■ **PASSAGE**
[start]
REILLY: For one, I am the youngest member of Council. I bring a younger experience and worldview to our Council that I believe is important to have. Our City must attract younger residents in order to continue to grow, and I am able to tap into that demographic. Further, I am an attorney who has spent his entire professional career at various levels of public government. This helps maintain a professional network that can assist the City. For example, if the City is having a hard time working with members of the County government, I am able to utilize some of my past contacts to help ease the problems. I have actually turned these experiences into tangible changes through bringing First Tee of Greater Akron to our schools, creating the program that provides free childcare to all City council attendees, and though bringing our development department into a working relationship with the Summit County Landbank.

FFP: How have you been active in the community, and how have you improved communication to keep Cuyahoga Falls residents informed about their city and seek their input in the decision-making process?
[end]
■ **PROMPT 1**
Pick out every line of the rows below that contains the word "shrub", and copy each one.
■ **PROMPT 2**
Continue the city council candidate interview above, starting after its last line.

(Coordinate labeling data)
[start]
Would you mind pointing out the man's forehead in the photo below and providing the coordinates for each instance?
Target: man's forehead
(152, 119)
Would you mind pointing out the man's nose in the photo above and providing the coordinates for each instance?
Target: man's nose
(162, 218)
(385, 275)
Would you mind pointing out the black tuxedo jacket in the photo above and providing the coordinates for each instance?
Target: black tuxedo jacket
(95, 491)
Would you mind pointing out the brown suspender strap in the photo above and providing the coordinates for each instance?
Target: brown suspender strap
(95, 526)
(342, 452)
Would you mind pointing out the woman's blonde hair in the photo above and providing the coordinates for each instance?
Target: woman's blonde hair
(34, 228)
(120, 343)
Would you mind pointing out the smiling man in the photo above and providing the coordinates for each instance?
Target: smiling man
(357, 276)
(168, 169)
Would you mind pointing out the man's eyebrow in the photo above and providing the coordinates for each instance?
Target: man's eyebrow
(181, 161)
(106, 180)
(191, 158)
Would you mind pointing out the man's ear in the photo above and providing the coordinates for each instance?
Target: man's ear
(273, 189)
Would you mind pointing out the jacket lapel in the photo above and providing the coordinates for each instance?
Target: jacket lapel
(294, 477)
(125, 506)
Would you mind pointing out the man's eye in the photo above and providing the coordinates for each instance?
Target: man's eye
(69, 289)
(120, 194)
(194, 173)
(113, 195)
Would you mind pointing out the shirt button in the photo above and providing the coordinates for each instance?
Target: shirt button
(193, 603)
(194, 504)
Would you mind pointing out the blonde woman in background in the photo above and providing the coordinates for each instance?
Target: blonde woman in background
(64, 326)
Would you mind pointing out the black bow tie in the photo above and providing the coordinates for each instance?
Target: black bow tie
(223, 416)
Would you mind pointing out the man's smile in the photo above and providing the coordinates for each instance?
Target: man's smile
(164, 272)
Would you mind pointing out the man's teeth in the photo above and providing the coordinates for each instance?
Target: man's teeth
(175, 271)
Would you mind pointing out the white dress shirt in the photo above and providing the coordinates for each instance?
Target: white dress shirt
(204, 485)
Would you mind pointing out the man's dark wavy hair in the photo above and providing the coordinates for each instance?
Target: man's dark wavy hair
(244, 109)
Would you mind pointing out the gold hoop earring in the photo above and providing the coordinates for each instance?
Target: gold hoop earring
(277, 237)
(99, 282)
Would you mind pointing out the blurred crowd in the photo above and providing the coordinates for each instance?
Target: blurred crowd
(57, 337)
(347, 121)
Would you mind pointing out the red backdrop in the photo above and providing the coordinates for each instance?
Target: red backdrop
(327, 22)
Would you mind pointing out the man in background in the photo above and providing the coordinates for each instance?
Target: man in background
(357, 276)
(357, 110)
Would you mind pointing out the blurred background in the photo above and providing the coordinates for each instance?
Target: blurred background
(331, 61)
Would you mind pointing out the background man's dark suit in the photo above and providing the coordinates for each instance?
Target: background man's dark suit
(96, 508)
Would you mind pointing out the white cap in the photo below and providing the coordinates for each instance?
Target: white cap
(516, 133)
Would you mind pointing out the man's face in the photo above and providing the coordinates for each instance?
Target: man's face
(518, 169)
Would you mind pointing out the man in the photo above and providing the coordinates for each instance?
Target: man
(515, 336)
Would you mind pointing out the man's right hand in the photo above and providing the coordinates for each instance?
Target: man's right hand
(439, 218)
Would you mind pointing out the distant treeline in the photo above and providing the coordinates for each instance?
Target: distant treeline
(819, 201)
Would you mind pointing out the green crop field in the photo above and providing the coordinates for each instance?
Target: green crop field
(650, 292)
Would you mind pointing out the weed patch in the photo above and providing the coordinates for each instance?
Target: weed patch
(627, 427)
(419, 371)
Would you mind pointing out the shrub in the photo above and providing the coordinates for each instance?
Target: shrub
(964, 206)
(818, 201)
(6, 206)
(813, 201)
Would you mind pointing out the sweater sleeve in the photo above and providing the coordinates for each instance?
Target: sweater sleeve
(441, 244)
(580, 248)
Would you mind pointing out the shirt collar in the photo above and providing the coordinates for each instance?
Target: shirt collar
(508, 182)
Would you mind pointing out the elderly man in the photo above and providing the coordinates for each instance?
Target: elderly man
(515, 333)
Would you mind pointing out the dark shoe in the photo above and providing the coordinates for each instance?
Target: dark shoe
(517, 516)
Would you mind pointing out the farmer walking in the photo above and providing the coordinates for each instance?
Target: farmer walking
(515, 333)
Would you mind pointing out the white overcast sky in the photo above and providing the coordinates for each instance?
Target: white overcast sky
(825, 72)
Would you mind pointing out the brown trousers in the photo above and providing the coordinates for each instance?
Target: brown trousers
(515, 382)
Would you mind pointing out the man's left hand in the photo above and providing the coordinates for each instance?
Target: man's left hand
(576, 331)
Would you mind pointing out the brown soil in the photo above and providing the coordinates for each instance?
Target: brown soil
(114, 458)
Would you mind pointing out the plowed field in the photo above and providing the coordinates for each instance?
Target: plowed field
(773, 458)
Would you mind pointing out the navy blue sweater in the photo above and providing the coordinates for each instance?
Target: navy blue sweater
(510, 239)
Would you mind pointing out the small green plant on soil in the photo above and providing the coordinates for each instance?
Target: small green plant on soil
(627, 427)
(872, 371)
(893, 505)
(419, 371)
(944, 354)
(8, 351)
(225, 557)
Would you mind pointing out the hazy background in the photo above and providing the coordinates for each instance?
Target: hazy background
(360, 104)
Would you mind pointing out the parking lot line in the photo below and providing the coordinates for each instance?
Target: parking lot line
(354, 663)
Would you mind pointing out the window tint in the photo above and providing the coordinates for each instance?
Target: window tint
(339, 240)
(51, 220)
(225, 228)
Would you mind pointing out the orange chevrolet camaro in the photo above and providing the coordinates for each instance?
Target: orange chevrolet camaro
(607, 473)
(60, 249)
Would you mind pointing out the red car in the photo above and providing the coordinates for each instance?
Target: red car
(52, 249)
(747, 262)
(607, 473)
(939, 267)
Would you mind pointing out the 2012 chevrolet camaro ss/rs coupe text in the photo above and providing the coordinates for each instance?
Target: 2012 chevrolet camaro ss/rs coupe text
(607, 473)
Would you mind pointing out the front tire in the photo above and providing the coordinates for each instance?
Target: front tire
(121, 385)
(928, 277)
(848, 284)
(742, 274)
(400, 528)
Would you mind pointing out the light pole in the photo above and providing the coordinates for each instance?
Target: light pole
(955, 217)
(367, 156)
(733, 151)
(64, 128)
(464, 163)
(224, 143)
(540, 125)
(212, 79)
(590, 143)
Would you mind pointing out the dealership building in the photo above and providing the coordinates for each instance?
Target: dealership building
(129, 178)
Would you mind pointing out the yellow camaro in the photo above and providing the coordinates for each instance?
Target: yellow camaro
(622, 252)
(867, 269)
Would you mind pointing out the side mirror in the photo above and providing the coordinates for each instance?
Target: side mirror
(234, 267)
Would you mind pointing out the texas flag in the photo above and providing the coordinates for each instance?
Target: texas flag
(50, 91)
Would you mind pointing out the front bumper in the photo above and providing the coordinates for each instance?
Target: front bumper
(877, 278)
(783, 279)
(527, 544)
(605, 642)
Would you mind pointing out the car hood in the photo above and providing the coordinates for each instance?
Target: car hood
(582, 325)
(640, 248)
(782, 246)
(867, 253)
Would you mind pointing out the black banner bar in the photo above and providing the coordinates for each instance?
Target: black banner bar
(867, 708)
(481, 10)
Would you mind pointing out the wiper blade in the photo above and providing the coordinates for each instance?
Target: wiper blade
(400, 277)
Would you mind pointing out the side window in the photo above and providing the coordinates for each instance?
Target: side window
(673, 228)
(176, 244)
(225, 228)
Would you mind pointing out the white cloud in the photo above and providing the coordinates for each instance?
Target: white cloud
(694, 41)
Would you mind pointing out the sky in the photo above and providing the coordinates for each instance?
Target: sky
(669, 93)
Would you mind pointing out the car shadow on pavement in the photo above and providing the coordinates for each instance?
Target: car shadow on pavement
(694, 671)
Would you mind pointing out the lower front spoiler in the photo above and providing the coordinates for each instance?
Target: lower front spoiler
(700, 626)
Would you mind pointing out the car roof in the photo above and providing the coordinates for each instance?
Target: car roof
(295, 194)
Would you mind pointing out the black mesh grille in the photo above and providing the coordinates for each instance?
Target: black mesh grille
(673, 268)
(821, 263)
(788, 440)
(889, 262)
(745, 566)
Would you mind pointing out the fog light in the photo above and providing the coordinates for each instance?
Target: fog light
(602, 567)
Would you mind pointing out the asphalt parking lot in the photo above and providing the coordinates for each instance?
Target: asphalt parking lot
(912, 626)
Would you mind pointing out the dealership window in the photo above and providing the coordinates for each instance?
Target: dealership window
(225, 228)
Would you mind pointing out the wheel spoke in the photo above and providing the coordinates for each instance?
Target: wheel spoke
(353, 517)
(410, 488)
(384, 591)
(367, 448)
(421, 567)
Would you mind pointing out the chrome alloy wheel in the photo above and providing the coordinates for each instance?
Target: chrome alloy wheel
[end]
■ **EXERCISE RESPONSE 1**
Would you mind pointing out the shrub in the photo above and providing the coordinates for each instance?
Target: shrub

■ **EXERCISE RESPONSE 2**
REILLY: I am active in many civic organizations, on the political and non-political side. However, the most important way to increase communication between the City government and the citizens is by being there. Whether that means having a responsive social media presence, always answering emails, returning phone-calls, or going door-to-door, we need representatives who are available to the citizens. I provide my personal cell phone number to every resident and make it a point to go door-to-door to increase my communication with all residents.

FFP: What are your thoughts on the successes or lack thereof as far as Portage Crossing and the Downtown Transformation? What have you done to increase the success of these projects?

REILLY: I think both projects have been great successes that are helping further the excitement around the City of Cuyahoga Falls. There is always more work that can be done, but I believe that we are on the correct path to actualize the potential of both areas. Personally, I have attended numerous meetings about Front Street. I also serve on the planning committee for the Master Art Plan for the City that will also be able to help influence the success of the two projects. On a personal level, I am a close friend and talk constantly with Abby Poeske, the new director of Downtown Cuyahoga Falls Partnership.

FFP: If you received a $1 million grant to use for the city any way you wanted, what would you do with it and why?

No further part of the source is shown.